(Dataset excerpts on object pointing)
## begin

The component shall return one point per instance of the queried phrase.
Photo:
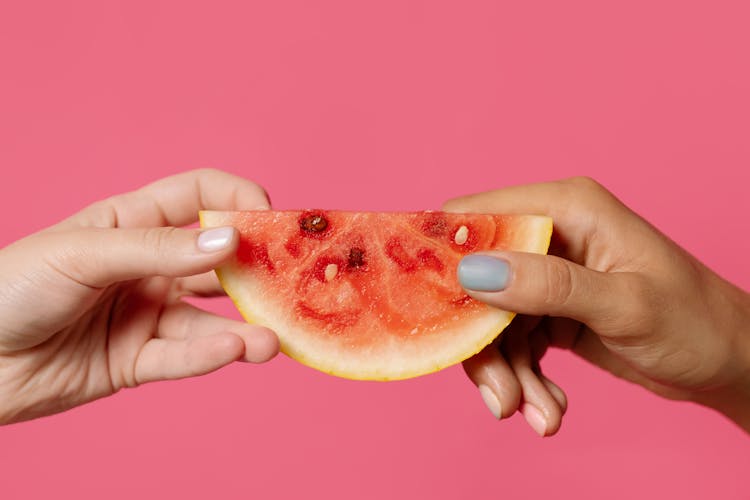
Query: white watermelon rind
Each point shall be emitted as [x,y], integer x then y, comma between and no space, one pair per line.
[395,359]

## end

• [BRIEF] Convert every line of the records above into a Markdown table with the columns "Row" and "Line", numbering each row and skipping blank lines. Leave the pictures out of the table.

• [FINISHED EXERCISE]
| Row | Line |
|---|---|
| 1 | The component shall return one point per instance of the queried phrase. |
| 2 | Photo: |
| 3 | Query: white watermelon rind |
| 4 | Each point shall be emitted as [x,y], integer x then y, comma between and no space, one pair per line. |
| 5 | [395,359] |